▶ GIVEN REQUEST: Report how many lines in the entries below contain the string "stainless". Give only the number.

---*---

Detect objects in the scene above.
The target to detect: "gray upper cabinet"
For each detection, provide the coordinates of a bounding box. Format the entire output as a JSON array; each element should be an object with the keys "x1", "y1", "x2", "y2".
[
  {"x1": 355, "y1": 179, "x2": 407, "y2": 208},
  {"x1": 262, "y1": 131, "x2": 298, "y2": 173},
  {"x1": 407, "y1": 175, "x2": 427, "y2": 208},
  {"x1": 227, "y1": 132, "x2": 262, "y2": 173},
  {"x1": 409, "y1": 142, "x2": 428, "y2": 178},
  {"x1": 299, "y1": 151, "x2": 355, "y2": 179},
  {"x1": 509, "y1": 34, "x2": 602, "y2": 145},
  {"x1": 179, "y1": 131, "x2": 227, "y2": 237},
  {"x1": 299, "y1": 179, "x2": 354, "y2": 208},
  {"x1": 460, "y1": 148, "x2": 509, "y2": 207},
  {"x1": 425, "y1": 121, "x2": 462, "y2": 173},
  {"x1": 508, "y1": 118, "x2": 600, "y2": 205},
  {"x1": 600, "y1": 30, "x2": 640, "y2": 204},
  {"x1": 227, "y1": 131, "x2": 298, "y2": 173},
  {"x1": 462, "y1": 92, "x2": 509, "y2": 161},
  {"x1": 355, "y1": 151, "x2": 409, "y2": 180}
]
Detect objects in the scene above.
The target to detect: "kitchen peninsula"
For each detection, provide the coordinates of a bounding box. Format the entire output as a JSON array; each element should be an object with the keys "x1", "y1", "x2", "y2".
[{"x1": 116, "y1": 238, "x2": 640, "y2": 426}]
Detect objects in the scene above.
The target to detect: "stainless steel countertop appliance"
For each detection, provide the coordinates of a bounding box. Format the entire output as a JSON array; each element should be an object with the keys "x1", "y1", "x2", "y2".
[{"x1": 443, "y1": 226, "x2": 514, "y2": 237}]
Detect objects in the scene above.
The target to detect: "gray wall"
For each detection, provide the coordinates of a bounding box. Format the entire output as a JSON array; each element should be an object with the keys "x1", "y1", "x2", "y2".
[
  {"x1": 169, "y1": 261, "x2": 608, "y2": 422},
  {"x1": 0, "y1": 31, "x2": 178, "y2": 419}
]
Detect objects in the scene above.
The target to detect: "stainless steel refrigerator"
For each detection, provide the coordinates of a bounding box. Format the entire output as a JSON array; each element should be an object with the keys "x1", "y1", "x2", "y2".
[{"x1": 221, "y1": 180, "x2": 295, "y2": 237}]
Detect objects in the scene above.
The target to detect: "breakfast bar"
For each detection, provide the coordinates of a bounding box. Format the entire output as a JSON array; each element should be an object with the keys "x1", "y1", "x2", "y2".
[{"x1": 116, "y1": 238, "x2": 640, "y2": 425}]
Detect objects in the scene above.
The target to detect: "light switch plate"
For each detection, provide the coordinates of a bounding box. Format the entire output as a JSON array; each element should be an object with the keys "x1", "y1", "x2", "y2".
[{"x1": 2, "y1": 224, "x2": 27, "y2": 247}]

---*---

▶ SOLUTION BELOW: 2